■ Estratto fornito ■
▼
Il Fondo sanitario nazionale è stato incrementato in questi ultimi anni – aggiunge – ma la maggior parte delle risorse è destinata all’acquisto di beni e servizi. Per questo avevamo chiesto di vincolare 2 miliardi di euro per i professionisti. Che, sempre più, lasciano la sanità pubblica: solo considerando i pensionamenti, usciranno, da qui al 2027, 41mila tra medici di famiglia e dirigenti medici, 50mila se consideriamo l’insieme dei medici del Ssn. E, se tutti i medici che esprimono il desiderio di fuggire dal pubblico lo mettessero in pratica, tra pensionamenti e dimissioni il numero salirebbe a 100mila. Ma il Servizio sanitario, senza le persone, senza i medici, senza i professionisti sanitari non esiste. L’alternativa – conclude – è un sistema dove la sanità sia sempre di più affidata ai privati, alle cooperative, alle assicurazioni. Questo creerebbe un aumento delle disuguaglianze e farebbe crollare quei principi di universalità, uguaglianza ed equità che, reggendo il nostro Ssn, costituiscono il presupposto per assicurare la coesione sociale del Paese”.
Alessandro Vergallo, presidente Aaroi-Emac parla di una politica che «si è dimostrata un amministratore incapace… Dal pubblico i medici si dimettono per lavorare nel privato, guadagnando uno stipendio 4 volte maggiore quello di un medico Ssn».
Guido Quici (Cimo Fesmed) chiede «almeno 5 miliardi in più» per il Fondo sanitario, o «gli ospedali rimarranno vuoti, noi qui siamo l’ultimo baluardo a difesa del SSN, ma siamo soli e serve un movimento di protesta».
▲
■ Istruzioni da seguire ■
Riproduca integralmente, parola per parola, il testo sul Fondo sanitario nazionale.

[Estratti di dati]
▼
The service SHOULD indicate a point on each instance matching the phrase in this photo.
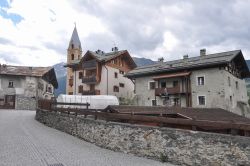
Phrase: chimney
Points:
(115, 49)
(203, 52)
(185, 56)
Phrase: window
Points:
(48, 89)
(229, 81)
(80, 75)
(175, 83)
(154, 102)
(121, 85)
(116, 89)
(200, 80)
(151, 85)
(80, 89)
(11, 84)
(201, 100)
(163, 85)
(237, 85)
(121, 72)
(176, 101)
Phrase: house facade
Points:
(98, 73)
(206, 81)
(21, 86)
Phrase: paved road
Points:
(26, 142)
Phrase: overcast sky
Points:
(37, 32)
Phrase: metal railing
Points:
(151, 118)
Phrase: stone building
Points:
(208, 81)
(98, 73)
(21, 86)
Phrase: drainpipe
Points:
(107, 79)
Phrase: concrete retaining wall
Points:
(172, 145)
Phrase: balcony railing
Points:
(89, 64)
(91, 92)
(89, 79)
(164, 91)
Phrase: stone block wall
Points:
(182, 147)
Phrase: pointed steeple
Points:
(75, 41)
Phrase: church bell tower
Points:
(74, 54)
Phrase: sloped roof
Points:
(44, 72)
(104, 57)
(107, 56)
(75, 39)
(189, 63)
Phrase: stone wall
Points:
(176, 146)
(25, 103)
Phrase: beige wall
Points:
(216, 91)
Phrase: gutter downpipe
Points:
(107, 79)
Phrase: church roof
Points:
(75, 39)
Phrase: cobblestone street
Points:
(26, 142)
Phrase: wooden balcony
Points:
(173, 90)
(89, 65)
(89, 92)
(89, 79)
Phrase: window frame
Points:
(114, 87)
(116, 75)
(152, 102)
(229, 81)
(149, 85)
(122, 85)
(11, 84)
(197, 80)
(237, 85)
(198, 102)
(80, 75)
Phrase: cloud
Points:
(141, 26)
(5, 41)
(150, 29)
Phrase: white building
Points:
(98, 73)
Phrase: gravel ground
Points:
(26, 142)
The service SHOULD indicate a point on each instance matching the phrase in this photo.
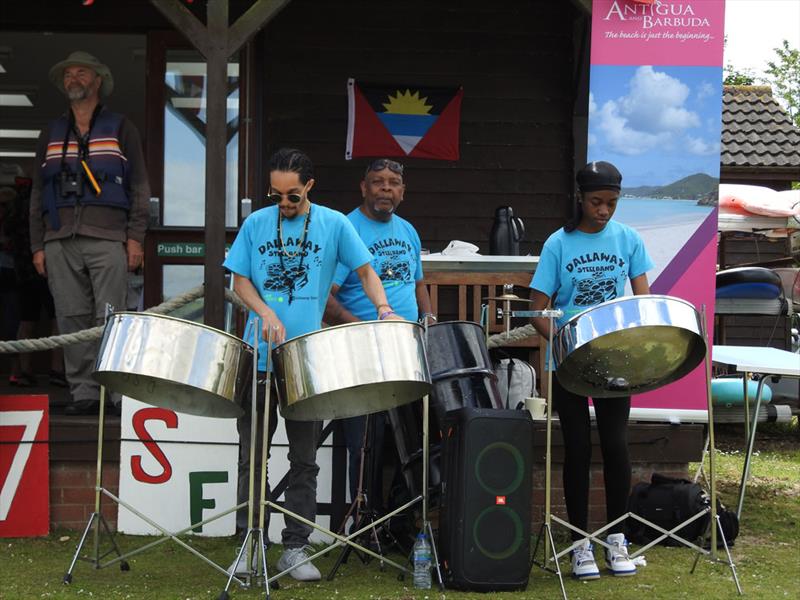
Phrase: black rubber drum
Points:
(462, 376)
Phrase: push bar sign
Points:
(24, 474)
(176, 470)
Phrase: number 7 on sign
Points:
(30, 420)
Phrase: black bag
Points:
(669, 501)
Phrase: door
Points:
(175, 152)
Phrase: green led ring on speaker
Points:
(517, 532)
(519, 470)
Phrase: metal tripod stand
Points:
(260, 569)
(361, 509)
(97, 520)
(715, 525)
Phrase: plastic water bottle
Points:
(422, 563)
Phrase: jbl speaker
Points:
(485, 519)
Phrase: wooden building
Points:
(523, 66)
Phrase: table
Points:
(765, 362)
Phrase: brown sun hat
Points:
(79, 58)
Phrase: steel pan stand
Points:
(360, 509)
(349, 540)
(546, 528)
(253, 546)
(715, 524)
(96, 520)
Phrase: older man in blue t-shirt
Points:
(395, 248)
(283, 261)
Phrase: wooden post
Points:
(216, 41)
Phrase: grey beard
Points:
(77, 92)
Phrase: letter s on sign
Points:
(139, 419)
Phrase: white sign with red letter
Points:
(176, 470)
(24, 474)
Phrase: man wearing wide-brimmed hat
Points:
(88, 212)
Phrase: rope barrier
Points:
(173, 304)
(95, 333)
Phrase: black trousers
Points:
(612, 426)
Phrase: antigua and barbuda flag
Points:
(402, 120)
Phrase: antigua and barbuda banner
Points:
(402, 120)
(655, 112)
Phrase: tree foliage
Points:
(784, 75)
(733, 76)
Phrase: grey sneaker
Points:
(617, 559)
(304, 572)
(239, 564)
(583, 564)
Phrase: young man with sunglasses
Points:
(395, 247)
(283, 262)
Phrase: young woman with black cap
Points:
(585, 263)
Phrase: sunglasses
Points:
(384, 163)
(293, 198)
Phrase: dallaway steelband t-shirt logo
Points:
(289, 276)
(391, 260)
(595, 276)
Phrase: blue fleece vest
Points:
(105, 159)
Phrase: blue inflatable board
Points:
(729, 391)
(761, 291)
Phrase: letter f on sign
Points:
(196, 501)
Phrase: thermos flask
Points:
(507, 232)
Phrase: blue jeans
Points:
(301, 493)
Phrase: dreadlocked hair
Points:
(291, 160)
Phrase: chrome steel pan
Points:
(176, 364)
(628, 346)
(351, 370)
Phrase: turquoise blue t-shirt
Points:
(582, 270)
(298, 289)
(395, 249)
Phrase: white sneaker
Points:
(304, 572)
(583, 565)
(617, 559)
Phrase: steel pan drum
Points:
(351, 370)
(462, 376)
(629, 346)
(176, 364)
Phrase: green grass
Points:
(766, 554)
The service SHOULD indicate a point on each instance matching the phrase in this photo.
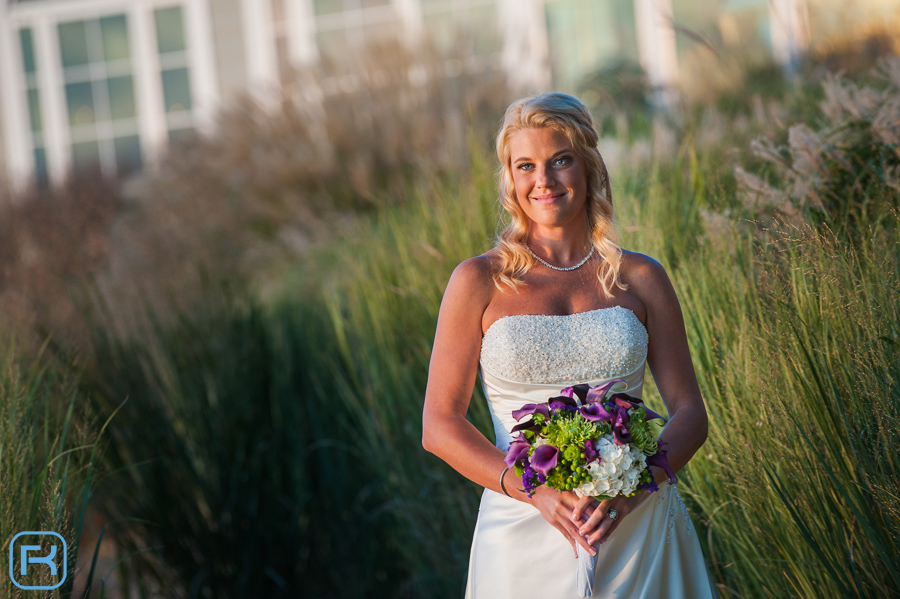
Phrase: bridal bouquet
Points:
(593, 445)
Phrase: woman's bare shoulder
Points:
(641, 270)
(648, 280)
(473, 280)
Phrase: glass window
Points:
(27, 42)
(121, 97)
(40, 167)
(100, 100)
(169, 30)
(114, 32)
(34, 110)
(80, 102)
(73, 44)
(86, 155)
(328, 7)
(128, 154)
(177, 136)
(176, 89)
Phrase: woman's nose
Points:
(544, 177)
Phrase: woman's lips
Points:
(548, 197)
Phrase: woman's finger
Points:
(581, 507)
(596, 517)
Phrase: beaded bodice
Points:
(540, 348)
(529, 358)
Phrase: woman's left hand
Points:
(599, 525)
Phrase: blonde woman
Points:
(556, 303)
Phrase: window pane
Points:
(177, 136)
(80, 101)
(128, 154)
(176, 90)
(121, 97)
(27, 50)
(86, 155)
(114, 32)
(73, 44)
(169, 30)
(327, 7)
(40, 167)
(34, 109)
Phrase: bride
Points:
(556, 303)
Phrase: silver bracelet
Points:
(502, 486)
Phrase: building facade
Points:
(107, 84)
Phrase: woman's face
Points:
(550, 178)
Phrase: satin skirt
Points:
(654, 553)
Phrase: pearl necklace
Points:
(548, 265)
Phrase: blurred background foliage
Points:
(264, 305)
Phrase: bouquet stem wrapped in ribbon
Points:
(591, 444)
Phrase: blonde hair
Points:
(570, 117)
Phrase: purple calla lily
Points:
(544, 459)
(518, 449)
(596, 412)
(590, 451)
(623, 401)
(635, 402)
(528, 425)
(532, 408)
(621, 435)
(563, 403)
(660, 460)
(579, 391)
(599, 392)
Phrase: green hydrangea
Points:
(641, 434)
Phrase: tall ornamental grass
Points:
(793, 333)
(796, 344)
(231, 475)
(47, 471)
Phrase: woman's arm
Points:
(670, 363)
(451, 379)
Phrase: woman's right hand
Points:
(557, 507)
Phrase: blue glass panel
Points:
(169, 29)
(80, 102)
(121, 97)
(176, 90)
(128, 154)
(40, 167)
(27, 42)
(114, 31)
(73, 44)
(34, 109)
(86, 155)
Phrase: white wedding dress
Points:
(654, 553)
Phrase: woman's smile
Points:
(550, 178)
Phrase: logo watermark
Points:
(36, 558)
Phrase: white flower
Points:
(618, 471)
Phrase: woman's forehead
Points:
(544, 140)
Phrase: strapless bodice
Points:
(654, 551)
(528, 358)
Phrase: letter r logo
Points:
(38, 567)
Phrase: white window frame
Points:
(43, 18)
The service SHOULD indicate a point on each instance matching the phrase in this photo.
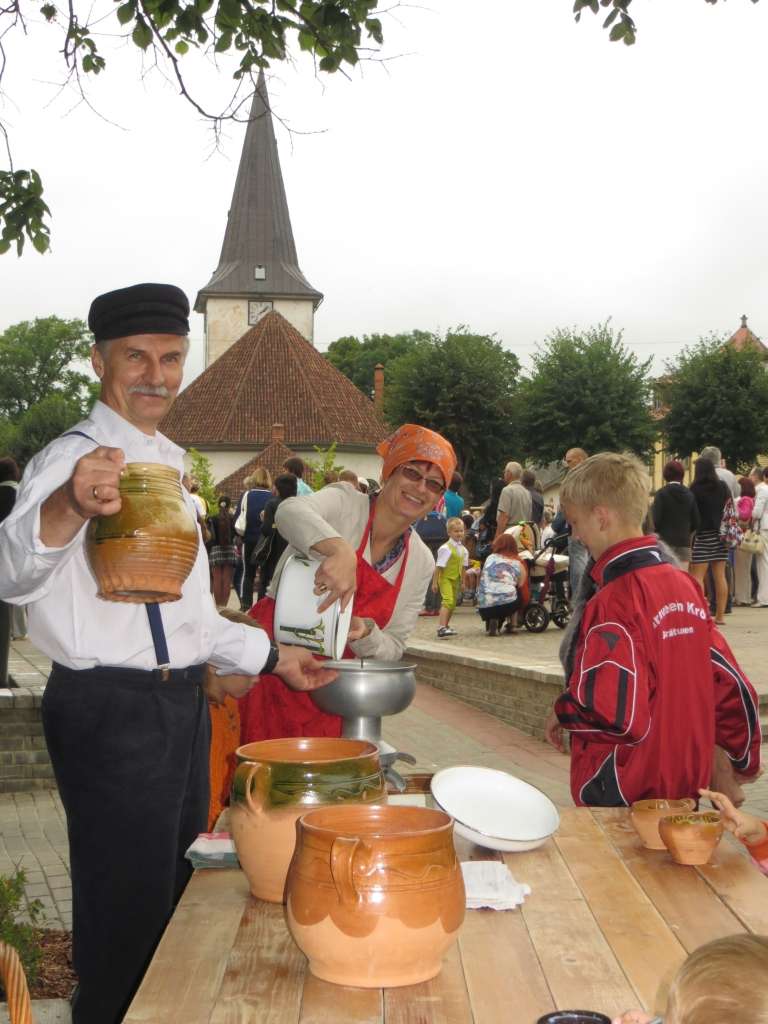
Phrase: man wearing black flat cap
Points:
(126, 721)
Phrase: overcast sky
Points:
(511, 171)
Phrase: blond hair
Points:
(724, 980)
(617, 481)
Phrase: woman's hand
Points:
(743, 825)
(358, 628)
(217, 687)
(300, 671)
(337, 574)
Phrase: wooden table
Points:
(607, 923)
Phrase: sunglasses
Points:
(430, 483)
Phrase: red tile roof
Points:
(271, 458)
(272, 375)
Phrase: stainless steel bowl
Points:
(364, 691)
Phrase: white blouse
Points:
(340, 510)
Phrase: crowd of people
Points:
(654, 701)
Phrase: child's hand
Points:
(743, 825)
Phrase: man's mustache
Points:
(157, 392)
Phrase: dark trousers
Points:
(130, 756)
(5, 611)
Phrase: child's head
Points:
(455, 528)
(724, 980)
(605, 500)
(505, 544)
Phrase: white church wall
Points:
(226, 321)
(224, 463)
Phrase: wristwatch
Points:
(271, 660)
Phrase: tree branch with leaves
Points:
(258, 33)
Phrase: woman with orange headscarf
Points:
(370, 556)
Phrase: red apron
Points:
(272, 710)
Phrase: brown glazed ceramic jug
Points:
(375, 895)
(691, 838)
(146, 550)
(646, 814)
(276, 780)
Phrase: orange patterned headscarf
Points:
(414, 443)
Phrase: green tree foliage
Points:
(356, 359)
(316, 468)
(44, 389)
(617, 22)
(200, 468)
(39, 358)
(585, 390)
(23, 934)
(336, 33)
(38, 426)
(717, 395)
(462, 385)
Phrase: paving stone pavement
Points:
(436, 729)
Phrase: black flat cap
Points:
(139, 309)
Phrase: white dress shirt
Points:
(68, 621)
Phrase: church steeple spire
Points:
(258, 265)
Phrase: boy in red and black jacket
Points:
(652, 687)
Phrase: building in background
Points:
(262, 371)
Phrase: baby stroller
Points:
(548, 572)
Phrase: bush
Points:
(25, 937)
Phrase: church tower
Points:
(258, 269)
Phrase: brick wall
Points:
(24, 759)
(519, 696)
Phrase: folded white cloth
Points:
(212, 850)
(491, 884)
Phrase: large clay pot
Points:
(375, 895)
(646, 814)
(146, 550)
(276, 780)
(691, 838)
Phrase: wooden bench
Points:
(605, 928)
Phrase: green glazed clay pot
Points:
(147, 549)
(276, 780)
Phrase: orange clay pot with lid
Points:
(375, 895)
(145, 551)
(646, 814)
(691, 838)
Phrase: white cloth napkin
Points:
(491, 884)
(212, 850)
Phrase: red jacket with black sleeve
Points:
(654, 686)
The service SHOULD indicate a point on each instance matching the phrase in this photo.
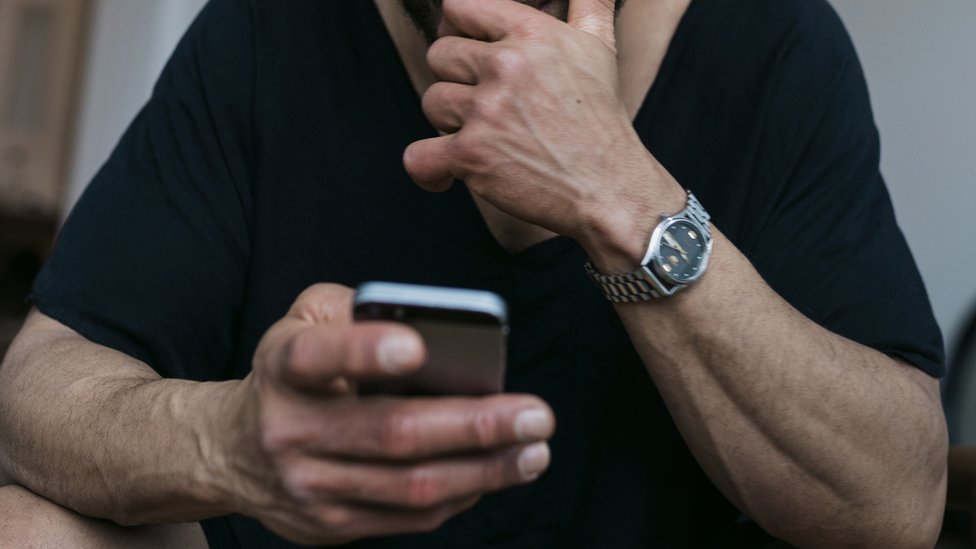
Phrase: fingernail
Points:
(532, 425)
(533, 460)
(397, 353)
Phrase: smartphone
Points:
(465, 332)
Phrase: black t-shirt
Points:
(269, 159)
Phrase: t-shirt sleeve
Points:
(152, 260)
(831, 243)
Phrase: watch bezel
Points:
(654, 259)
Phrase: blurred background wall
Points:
(130, 42)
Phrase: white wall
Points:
(920, 62)
(131, 41)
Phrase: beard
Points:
(426, 14)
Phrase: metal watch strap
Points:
(634, 286)
(623, 288)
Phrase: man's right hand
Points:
(319, 464)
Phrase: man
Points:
(269, 159)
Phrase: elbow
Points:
(914, 520)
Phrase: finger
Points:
(362, 521)
(446, 105)
(429, 163)
(595, 17)
(323, 304)
(488, 20)
(455, 59)
(318, 355)
(422, 485)
(397, 429)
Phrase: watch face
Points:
(682, 252)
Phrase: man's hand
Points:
(533, 118)
(334, 467)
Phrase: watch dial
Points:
(682, 251)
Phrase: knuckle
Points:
(469, 153)
(433, 520)
(507, 63)
(421, 488)
(276, 438)
(484, 429)
(298, 356)
(334, 518)
(437, 51)
(490, 105)
(398, 435)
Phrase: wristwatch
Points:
(677, 256)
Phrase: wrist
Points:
(617, 237)
(221, 448)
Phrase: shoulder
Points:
(759, 38)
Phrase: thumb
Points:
(595, 17)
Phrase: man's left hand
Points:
(532, 115)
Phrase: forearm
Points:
(98, 432)
(814, 436)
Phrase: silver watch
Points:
(677, 256)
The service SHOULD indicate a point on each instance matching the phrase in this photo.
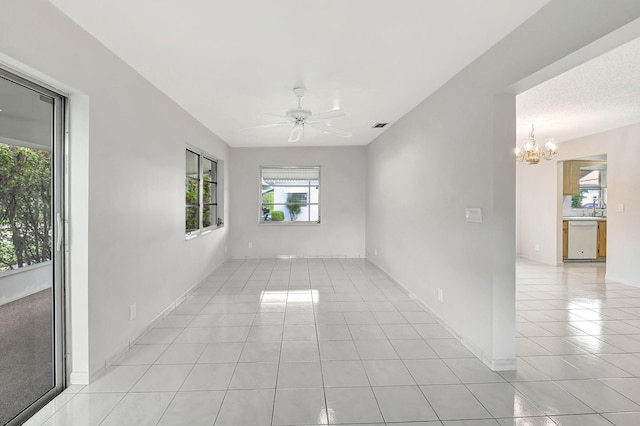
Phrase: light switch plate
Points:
(473, 214)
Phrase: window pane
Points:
(191, 219)
(209, 171)
(286, 193)
(314, 213)
(314, 195)
(209, 193)
(209, 215)
(191, 191)
(192, 164)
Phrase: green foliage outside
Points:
(25, 206)
(576, 200)
(191, 187)
(191, 190)
(267, 198)
(294, 207)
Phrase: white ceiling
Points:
(228, 62)
(599, 95)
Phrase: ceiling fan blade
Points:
(329, 114)
(265, 126)
(329, 129)
(297, 133)
(273, 114)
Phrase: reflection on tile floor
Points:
(330, 341)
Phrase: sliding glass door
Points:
(31, 247)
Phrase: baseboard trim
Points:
(495, 364)
(98, 372)
(79, 378)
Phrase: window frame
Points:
(307, 203)
(217, 222)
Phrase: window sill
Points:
(206, 231)
(283, 223)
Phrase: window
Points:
(289, 194)
(201, 193)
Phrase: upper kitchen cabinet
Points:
(580, 174)
(571, 177)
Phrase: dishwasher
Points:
(583, 237)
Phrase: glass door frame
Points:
(58, 202)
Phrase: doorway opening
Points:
(31, 247)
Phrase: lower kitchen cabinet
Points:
(601, 245)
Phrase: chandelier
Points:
(531, 152)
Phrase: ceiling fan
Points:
(300, 117)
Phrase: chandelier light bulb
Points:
(531, 152)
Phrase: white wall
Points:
(542, 184)
(455, 150)
(342, 203)
(133, 151)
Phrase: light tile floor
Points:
(326, 341)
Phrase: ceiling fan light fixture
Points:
(299, 117)
(297, 133)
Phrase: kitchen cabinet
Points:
(602, 239)
(565, 239)
(582, 239)
(571, 177)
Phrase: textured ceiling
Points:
(599, 95)
(228, 62)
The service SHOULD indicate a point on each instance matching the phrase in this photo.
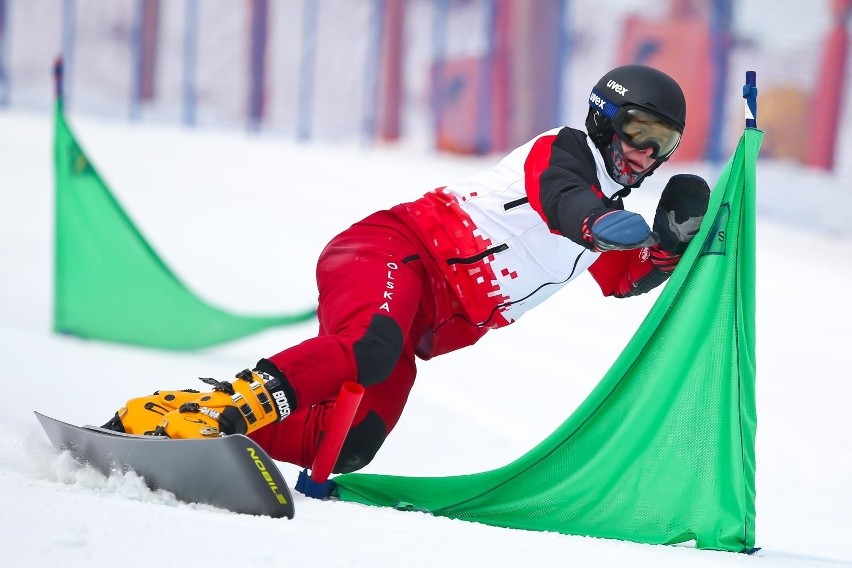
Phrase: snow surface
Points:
(241, 220)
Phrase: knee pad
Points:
(378, 351)
(361, 445)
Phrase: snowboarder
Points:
(434, 275)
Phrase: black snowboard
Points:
(231, 472)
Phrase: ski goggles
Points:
(642, 129)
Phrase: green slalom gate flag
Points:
(662, 450)
(111, 285)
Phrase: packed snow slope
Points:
(241, 220)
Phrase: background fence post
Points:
(259, 16)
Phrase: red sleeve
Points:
(623, 273)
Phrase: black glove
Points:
(617, 230)
(680, 212)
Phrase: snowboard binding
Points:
(255, 399)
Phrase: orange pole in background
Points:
(827, 97)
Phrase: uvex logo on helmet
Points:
(617, 87)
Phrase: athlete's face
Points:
(638, 160)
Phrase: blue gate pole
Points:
(137, 59)
(5, 74)
(750, 96)
(189, 89)
(441, 14)
(69, 32)
(307, 63)
(563, 60)
(372, 70)
(720, 42)
(257, 63)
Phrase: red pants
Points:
(377, 307)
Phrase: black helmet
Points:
(641, 106)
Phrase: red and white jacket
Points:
(510, 237)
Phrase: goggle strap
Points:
(600, 103)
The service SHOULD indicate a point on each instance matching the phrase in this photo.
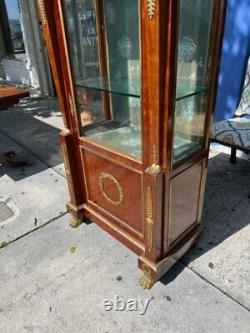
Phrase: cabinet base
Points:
(154, 271)
(77, 215)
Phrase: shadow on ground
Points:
(39, 138)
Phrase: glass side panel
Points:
(193, 42)
(104, 47)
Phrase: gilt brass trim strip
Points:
(42, 12)
(146, 282)
(71, 105)
(151, 8)
(149, 219)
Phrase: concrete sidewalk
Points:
(55, 279)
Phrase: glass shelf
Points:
(126, 140)
(185, 91)
(131, 87)
(125, 86)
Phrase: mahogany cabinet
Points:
(136, 82)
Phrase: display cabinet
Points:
(136, 83)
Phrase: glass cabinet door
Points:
(195, 18)
(104, 47)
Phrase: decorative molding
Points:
(43, 12)
(151, 8)
(146, 282)
(149, 219)
(71, 105)
(154, 169)
(155, 155)
(104, 176)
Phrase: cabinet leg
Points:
(75, 222)
(76, 215)
(146, 282)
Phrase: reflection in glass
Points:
(104, 47)
(192, 58)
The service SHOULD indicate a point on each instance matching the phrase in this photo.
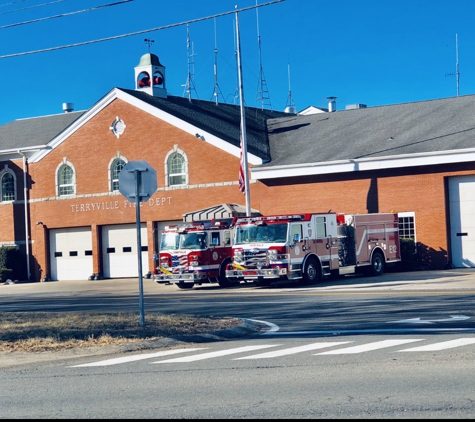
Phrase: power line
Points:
(138, 32)
(29, 7)
(62, 15)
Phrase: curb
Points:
(247, 327)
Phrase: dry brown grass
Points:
(51, 331)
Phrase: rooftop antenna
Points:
(190, 84)
(290, 105)
(216, 90)
(149, 42)
(456, 73)
(262, 92)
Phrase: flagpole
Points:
(243, 161)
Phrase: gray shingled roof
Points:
(222, 120)
(25, 133)
(409, 128)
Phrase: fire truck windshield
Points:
(271, 233)
(170, 241)
(175, 241)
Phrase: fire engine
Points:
(195, 253)
(306, 247)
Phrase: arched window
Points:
(66, 180)
(177, 168)
(8, 187)
(116, 167)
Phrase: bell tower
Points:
(150, 75)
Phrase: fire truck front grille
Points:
(255, 259)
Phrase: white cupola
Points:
(150, 76)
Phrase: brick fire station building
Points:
(60, 203)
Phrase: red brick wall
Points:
(93, 146)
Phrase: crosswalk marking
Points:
(368, 347)
(284, 352)
(134, 358)
(294, 350)
(441, 346)
(217, 354)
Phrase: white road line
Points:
(217, 354)
(441, 346)
(368, 347)
(294, 350)
(134, 358)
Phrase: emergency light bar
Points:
(271, 218)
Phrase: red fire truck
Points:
(306, 247)
(195, 253)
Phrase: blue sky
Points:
(373, 52)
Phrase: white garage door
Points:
(119, 250)
(462, 220)
(71, 253)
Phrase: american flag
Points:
(242, 183)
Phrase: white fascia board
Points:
(186, 127)
(381, 163)
(15, 153)
(81, 121)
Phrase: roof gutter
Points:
(364, 164)
(25, 198)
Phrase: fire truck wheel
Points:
(377, 264)
(311, 272)
(223, 281)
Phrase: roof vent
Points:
(354, 106)
(331, 104)
(290, 110)
(68, 107)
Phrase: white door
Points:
(462, 220)
(70, 253)
(119, 250)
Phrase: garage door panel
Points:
(71, 254)
(462, 220)
(120, 258)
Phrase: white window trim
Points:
(65, 162)
(111, 163)
(2, 173)
(176, 150)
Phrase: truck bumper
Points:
(255, 273)
(176, 278)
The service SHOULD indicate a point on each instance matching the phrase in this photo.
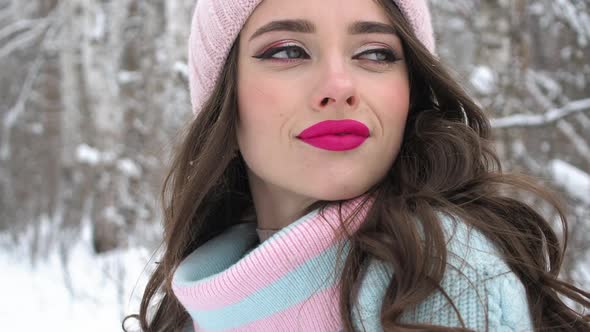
▲
■ Soluzione del compito ■
Il Fondo sanitario nazionale è stato incrementato in questi ultimi anni – aggiunge – ma la maggior parte delle risorse è destinata all’acquisto di beni e servizi. Per questo avevamo chiesto di vincolare 2 miliardi di euro per i professionisti. Che, sempre più, lasciano la sanità pubblica: solo considerando i pensionamenti, usciranno, da qui al 2027, 41mila tra medici di famiglia e dirigenti medici, 50mila se consideriamo l’insieme dei medici del Ssn. E, se tutti i medici che esprimono il desiderio di fuggire dal pubblico lo mettessero in pratica, tra pensionamenti e dimissioni il numero salirebbe a 100mila. Ma il Servizio sanitario, senza le persone, senza i medici, senza i professionisti sanitari non esiste. L’alternativa – conclude – è un sistema dove la sanità sia sempre di più affidata ai privati, alle cooperative, alle assicurazioni. Questo creerebbe un aumento delle disuguaglianze e farebbe crollare quei principi di universalità, uguaglianza ed equità che, reggendo il nostro Ssn, costituiscono il presupposto per assicurare la coesione sociale del Paese”.
Alessandro Vergallo, presidente Aaroi-Emac parla di una politica che «si è dimostrata un amministratore incapace… Dal pubblico i medici si dimettono per lavorare nel privato, guadagnando uno stipendio 4 volte maggiore quello di un medico Ssn».
Guido Quici (Cimo Fesmed) chiede «almeno 5 miliardi in più» per il Fondo sanitario, o «gli ospedali rimarranno vuoti, noi qui siamo l’ultimo baluardo a difesa del SSN, ma siamo soli e serve un movimento di protesta».